● **DOCUMENT EXTRACT**:
* begin *
A. TC Heartland Shifts the Patent Venue Landscape by Limiting Where Corporations “Reside”
Venue for patent infringement cases is governed by 28 U.S.C. § 1400(b), which states that patent infringement suits can be brought in the judicial district (1) where the defendant resides or (2) where the defendant has committed acts of infringement and has a regular and established place of business. In last year’s much anticipated decision, TC Heartland LLC v. Kraft Foods Group Brands LLC (decided May 22, 2017), the Supreme Court shifted well-established precedent that defendants in patent cases could be sued in any district they were subject to the court’s personal jurisdiction, which subjected most companies of any significant size to being sued anywhere in the country. Faced with such wide-ranging venue options, plaintiffs have historically flocked to plaintiff-friendly jurisdictions, such as the Eastern District of Texas, which is known for its knowledgeable and experienced judges with well-established rules and procedures – making it a powerhouse for patent dockets.
In deciding whether “resides” in 28 U.S.C. § 1391(c) applies to § 1400(b) for patent infringement cases, the Supreme Court in TC Heartland concluded it did not, holding that for patent infringement actions, which are “in a class by themselves”, a U.S. corporation resides only in the state of its incorporation – dramatically reducing a plaintiff’s venue options in many cases. Following TC Heartland, Delaware, where more than half of all publicly traded companies are incorporated, experienced a forty percent spike in patent litigation and is priming to surpass the Eastern District of Texas – which has seen a sixty percent decrease – as the venue where the most patent cases are filed. If TC Heartland was not enough, the Court of Appeals for the Federal Circuit recently held in In re BigCommerce, Inc. (decided May 15, 2018) that in States with multiple districts, a defendant can only “reside” in one particular judicial district – that is, where it maintains a principal place of business, or failing that, the judicial district in which its registered office is located – further limiting the scope of proper venue.
B. The Federal Circuit in In re Cray Clarifies the Meaning of Having a “Regular and Established Place of Business”
* end *
● **DATASET CONTENT**:
* begin *
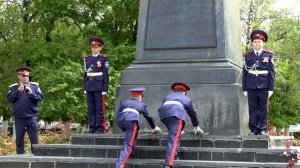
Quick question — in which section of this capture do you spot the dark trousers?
* end *
● **THE TASKS**:
1. Answer these questions using the patent venue text:
(a) Which statute governs venue for patent infringement cases?
(b) On what date was TC Heartland LLC v. Kraft Foods Group Brands LLC decided?
(c) By what percentage did patent litigation in Delaware rise after TC Heartland?
2. According to the patent venue text, why could most companies of any significant size be sued anywhere in the country before TC Heartland? Answer in one to three sentences.
3. Extend the patent venue text from the point where it stops, writing the section that its final heading introduces.
The listing is drawn from a separate source.

● **ANSWERS IN ORDER**:
1.
(a) 28 U.S.C. § 1400(b).
(b) May 22, 2017.
(c) Forty percent.

2. Under the precedent in place before TC Heartland, defendants in patent cases could be sued in any district where they were subject to the court's personal jurisdiction. That rule exposed most companies of significant size to suit throughout the country.

3.
Despite the limitations imposed by TC Heartland, § 1400(b) offers an alternative path to a desired district “where the defendant has committed acts of infringement and has a regular and established place of business.” Merely months after TC Heartland, which did not address this alternative, the Federal Circuit in In re Cray rejected the Eastern District of Texas’ expansive four-factor test and set forth three requirements for determining whether a defendant has a “regular and established place of business” in the district: (1) there must be a physical place in the district; (2) it must be regular and established; and (3) it must be the place of the defendant.
First, the Federal Circuit found that, while a formal office or store is not required, “a physical, geographical location in the district from which the business of the defendant is carried out” is required and “cannot refer merely to a virtual space or electronic communications from one person to another.” Next, the Federal Circuit explained that a business is “regular” if it is steady and methodical – sporadic activity and single acts are not enough to create venue. The Federal Circuit further clarified that an “established” business must be settled and permanent – an employee working out of his home for the defendant is insufficient as a place of business if the employee can move out of the district without approval of his employer.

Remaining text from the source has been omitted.